Input for this task:
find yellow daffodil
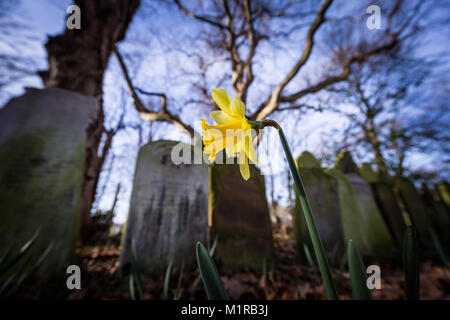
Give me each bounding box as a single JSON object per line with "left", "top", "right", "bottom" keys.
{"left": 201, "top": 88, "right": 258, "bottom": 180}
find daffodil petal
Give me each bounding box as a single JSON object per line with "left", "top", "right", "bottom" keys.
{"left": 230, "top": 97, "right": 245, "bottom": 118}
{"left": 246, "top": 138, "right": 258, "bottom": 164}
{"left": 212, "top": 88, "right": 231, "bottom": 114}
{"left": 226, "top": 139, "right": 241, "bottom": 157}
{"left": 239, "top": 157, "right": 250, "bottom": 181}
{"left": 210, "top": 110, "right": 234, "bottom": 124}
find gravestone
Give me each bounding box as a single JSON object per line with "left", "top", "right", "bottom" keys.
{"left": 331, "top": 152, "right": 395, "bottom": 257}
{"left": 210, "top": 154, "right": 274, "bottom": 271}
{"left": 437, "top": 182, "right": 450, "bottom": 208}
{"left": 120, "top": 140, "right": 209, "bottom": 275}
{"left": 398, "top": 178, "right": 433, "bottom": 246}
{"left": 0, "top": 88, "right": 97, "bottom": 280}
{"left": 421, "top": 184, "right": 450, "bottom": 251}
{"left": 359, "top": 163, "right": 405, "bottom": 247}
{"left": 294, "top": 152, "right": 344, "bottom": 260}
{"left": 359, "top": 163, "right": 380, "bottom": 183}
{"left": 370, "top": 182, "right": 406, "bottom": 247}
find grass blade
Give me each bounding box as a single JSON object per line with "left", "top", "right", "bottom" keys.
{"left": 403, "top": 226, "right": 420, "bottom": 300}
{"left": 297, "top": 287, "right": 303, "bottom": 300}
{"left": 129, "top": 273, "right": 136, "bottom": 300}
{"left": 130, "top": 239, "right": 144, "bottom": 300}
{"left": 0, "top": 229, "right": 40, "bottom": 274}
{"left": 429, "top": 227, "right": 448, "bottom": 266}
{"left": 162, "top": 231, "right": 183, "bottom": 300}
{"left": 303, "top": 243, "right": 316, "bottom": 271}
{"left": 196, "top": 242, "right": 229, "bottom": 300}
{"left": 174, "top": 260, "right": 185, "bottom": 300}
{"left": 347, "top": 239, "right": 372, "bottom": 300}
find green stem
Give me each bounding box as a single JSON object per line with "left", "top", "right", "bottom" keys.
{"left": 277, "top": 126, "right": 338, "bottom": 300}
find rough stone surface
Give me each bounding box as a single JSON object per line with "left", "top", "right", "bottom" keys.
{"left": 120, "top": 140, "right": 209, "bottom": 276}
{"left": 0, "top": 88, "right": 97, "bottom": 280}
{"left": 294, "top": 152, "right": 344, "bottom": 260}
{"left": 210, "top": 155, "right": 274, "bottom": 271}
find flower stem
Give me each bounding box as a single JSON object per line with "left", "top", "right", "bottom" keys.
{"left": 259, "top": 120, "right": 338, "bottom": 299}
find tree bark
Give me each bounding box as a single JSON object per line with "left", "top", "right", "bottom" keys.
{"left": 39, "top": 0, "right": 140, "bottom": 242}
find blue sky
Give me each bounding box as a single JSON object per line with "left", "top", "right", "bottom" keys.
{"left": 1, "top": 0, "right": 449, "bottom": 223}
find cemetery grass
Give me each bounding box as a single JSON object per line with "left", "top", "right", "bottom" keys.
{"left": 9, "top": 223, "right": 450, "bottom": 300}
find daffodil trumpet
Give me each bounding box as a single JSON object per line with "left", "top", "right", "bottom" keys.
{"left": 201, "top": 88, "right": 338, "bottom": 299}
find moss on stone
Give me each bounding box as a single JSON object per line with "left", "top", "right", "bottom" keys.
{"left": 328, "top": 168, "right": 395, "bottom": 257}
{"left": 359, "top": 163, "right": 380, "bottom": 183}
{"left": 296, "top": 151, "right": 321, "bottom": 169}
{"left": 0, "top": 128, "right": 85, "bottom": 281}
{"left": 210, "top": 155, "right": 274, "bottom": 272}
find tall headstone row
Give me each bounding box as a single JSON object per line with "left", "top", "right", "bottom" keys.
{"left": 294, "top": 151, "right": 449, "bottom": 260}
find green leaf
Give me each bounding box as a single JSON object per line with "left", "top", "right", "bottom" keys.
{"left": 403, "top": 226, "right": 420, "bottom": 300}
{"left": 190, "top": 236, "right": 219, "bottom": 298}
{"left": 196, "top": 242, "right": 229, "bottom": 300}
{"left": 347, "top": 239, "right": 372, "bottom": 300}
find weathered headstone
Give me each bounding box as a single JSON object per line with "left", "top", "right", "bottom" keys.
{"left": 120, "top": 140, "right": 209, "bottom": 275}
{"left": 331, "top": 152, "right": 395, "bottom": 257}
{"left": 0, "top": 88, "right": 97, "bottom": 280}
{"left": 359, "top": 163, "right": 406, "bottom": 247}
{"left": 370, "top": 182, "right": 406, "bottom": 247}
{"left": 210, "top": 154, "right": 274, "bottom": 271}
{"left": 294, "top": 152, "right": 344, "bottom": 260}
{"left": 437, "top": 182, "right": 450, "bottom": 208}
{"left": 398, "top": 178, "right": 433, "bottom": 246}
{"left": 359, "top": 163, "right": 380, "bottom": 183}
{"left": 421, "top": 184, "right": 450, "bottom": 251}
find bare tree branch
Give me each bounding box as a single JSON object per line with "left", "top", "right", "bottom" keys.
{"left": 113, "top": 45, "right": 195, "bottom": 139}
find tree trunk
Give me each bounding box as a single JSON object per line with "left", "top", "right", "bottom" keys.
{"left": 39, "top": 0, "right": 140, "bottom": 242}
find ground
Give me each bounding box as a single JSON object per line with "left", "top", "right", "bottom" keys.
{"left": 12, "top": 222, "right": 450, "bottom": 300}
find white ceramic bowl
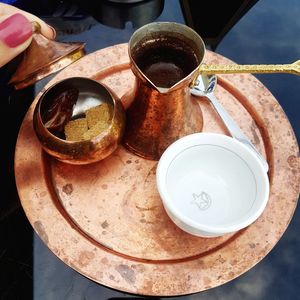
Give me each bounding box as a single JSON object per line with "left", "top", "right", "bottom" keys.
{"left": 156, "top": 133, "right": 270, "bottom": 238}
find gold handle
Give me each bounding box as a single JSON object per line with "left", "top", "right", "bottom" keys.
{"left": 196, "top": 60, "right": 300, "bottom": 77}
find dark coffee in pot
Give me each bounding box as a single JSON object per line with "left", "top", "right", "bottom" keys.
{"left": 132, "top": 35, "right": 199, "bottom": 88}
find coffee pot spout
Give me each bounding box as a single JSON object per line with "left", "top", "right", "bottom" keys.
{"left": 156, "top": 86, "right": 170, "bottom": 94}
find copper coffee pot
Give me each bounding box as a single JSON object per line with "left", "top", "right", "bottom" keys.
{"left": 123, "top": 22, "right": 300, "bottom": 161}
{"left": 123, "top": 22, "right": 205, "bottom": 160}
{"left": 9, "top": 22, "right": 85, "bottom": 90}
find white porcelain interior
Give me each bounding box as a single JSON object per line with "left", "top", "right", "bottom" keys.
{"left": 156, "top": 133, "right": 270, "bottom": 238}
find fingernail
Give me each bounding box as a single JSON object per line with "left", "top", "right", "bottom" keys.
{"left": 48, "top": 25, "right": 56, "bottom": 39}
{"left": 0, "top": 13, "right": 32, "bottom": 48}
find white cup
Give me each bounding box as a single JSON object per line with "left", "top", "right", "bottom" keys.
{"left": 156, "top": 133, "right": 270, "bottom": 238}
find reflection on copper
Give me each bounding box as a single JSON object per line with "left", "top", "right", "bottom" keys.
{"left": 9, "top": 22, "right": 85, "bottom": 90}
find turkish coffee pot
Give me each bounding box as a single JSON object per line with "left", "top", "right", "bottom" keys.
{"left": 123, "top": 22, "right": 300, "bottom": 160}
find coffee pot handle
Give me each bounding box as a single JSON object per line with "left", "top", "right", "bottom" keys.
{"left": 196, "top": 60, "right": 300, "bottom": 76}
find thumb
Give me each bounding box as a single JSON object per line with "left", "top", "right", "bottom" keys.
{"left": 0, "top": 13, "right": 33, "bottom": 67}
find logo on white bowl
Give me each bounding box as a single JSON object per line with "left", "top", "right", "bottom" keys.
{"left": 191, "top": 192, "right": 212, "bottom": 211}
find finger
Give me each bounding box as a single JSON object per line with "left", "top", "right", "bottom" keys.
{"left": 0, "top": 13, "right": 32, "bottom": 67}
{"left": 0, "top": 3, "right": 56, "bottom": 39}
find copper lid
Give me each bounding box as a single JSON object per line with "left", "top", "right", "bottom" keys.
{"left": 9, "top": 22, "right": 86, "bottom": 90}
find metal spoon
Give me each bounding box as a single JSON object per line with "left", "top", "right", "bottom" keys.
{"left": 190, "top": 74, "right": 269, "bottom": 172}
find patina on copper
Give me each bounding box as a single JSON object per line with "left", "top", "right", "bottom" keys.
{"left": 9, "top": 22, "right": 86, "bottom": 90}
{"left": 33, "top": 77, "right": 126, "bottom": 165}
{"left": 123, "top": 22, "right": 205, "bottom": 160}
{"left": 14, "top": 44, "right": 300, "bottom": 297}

What you have to do:
Among the lines above, please find those with "handle" and copy them.

Solution to this exercise:
find gold handle
find coffee pot handle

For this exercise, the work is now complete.